REQUEST
Reproduce the listing below word for word, leaving out the pictures.

====== DATA TO EXAMINE ======

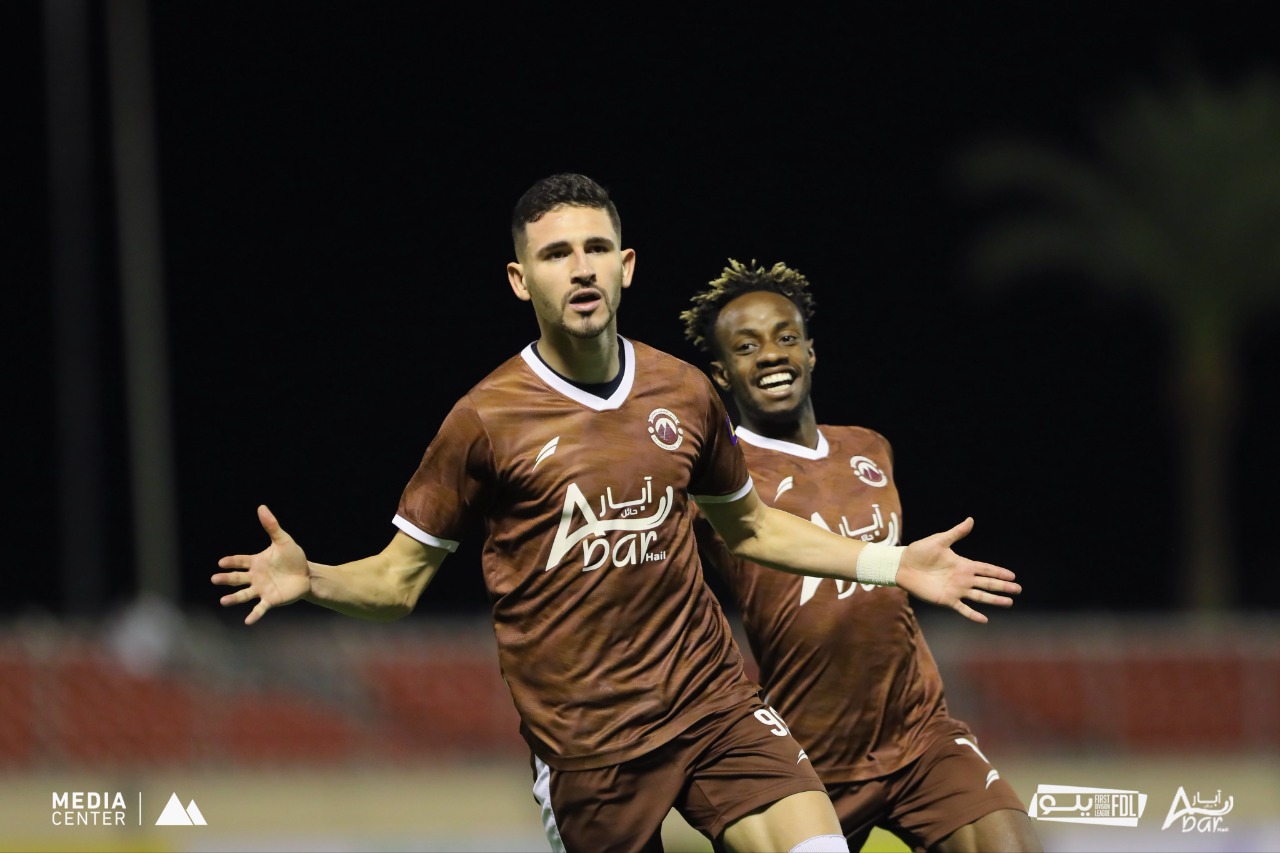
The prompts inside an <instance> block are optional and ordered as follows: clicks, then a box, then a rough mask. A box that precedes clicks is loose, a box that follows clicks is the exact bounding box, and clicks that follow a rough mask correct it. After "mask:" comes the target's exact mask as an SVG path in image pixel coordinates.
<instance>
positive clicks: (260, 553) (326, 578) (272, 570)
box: [210, 506, 449, 625]
mask: <svg viewBox="0 0 1280 853" xmlns="http://www.w3.org/2000/svg"><path fill="white" fill-rule="evenodd" d="M257 520H259V523H261V525H262V529H264V530H265V532H266V535H268V537H269V538H270V540H271V543H270V544H269V546H268V547H266V548H265V549H262V551H260V552H259V553H255V555H234V556H229V557H223V558H221V560H219V561H218V565H219V566H220V567H221V569H236V570H238V571H220V573H218V574H215V575H214V576H212V578H211V579H210V580H212V583H214V584H216V585H220V587H242V589H238V590H236V592H233V593H228V594H225V596H223V597H221V599H220V601H221V605H223V607H230V606H233V605H243V603H247V602H251V601H253V599H255V598H256V599H257V603H256V605H255V606H253V610H251V611H250V613H248V616H246V617H244V624H246V625H252V624H253V622H256V621H257V620H260V619H262V616H265V615H266V611H269V610H271V608H273V607H284V606H285V605H292V603H293V602H296V601H298V599H300V598H303V599H306V601H310V602H312V603H315V605H320V606H323V607H328V608H330V610H335V611H338V612H340V613H347V615H348V616H357V617H360V619H369V620H375V621H392V620H394V619H399V617H402V616H404V615H407V613H408V612H410V611H412V610H413V606H415V605H417V599H419V597H420V596H421V594H422V590H424V589H426V584H428V583H430V580H431V578H433V576H434V575H435V571H436V570H438V569H439V567H440V564H442V562H444V557H447V556H448V553H449V552H448V551H445V549H443V548H435V547H431V546H428V544H422V543H421V542H419V540H417V539H413V538H412V537H410V535H406V534H404V533H397V534H396V537H394V538H393V539H392V540H390V543H388V546H387V547H385V548H383V551H381V552H380V553H376V555H374V556H371V557H365V558H362V560H356V561H353V562H346V564H342V565H338V566H326V565H321V564H317V562H311V561H308V560H307V557H306V553H305V552H303V551H302V548H301V546H298V543H297V542H294V540H293V537H291V535H289V534H288V533H285V532H284V529H283V528H282V526H280V523H279V521H278V520H276V519H275V516H274V515H273V514H271V511H270V510H268V508H266V506H260V507H257Z"/></svg>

======

FINAL ANSWER
The prompts inside an <instance> block are optional and ordered as follows: clicks, then a box, then a rough mask. A box that precedes clicks is loose, a box that follows clicks is the exact bounding box, and clicks that follow a rough mask correct it. After "mask:" comes the target's exact mask as an SVG path in image pixel coordinates.
<instance>
positive clicks: (260, 553) (326, 578) (272, 570)
box: [210, 506, 449, 625]
mask: <svg viewBox="0 0 1280 853" xmlns="http://www.w3.org/2000/svg"><path fill="white" fill-rule="evenodd" d="M257 520H259V523H261V525H262V529H264V530H265V532H266V535H268V537H269V538H270V540H271V543H270V544H269V546H268V547H266V548H265V549H262V551H260V552H259V553H255V555H234V556H229V557H223V558H221V560H219V561H218V565H219V566H220V567H221V569H236V570H238V571H220V573H218V574H215V575H214V576H212V578H211V579H210V580H212V583H214V584H216V585H220V587H242V589H238V590H236V592H233V593H228V594H225V596H223V597H221V599H220V601H221V605H223V607H230V606H233V605H243V603H247V602H251V601H253V599H255V598H256V599H257V603H256V605H255V606H253V610H251V611H250V613H248V616H246V617H244V624H246V625H252V624H253V622H256V621H257V620H260V619H262V616H265V615H266V611H269V610H271V608H273V607H284V606H285V605H292V603H293V602H296V601H298V599H300V598H303V599H306V601H310V602H312V603H315V605H320V606H323V607H328V608H330V610H335V611H338V612H340V613H347V615H348V616H357V617H360V619H369V620H375V621H392V620H394V619H399V617H402V616H404V615H407V613H408V612H410V611H412V610H413V606H415V605H417V599H419V597H420V596H421V594H422V590H424V589H426V584H428V583H430V580H431V578H433V576H434V575H435V571H436V570H438V569H439V567H440V564H442V562H444V557H447V556H448V553H449V552H448V551H445V549H443V548H435V547H431V546H428V544H422V543H421V542H419V540H417V539H413V538H412V537H410V535H406V534H404V533H397V534H396V537H394V538H393V539H392V540H390V543H388V546H387V547H385V548H383V551H381V552H380V553H376V555H374V556H371V557H365V558H362V560H356V561H353V562H346V564H342V565H338V566H326V565H321V564H317V562H311V561H308V560H307V557H306V553H305V552H303V551H302V548H301V546H298V543H297V542H294V540H293V537H291V535H289V534H288V533H285V532H284V529H283V528H282V526H280V523H279V521H278V520H276V519H275V516H274V515H273V514H271V511H270V510H268V508H266V506H260V507H257Z"/></svg>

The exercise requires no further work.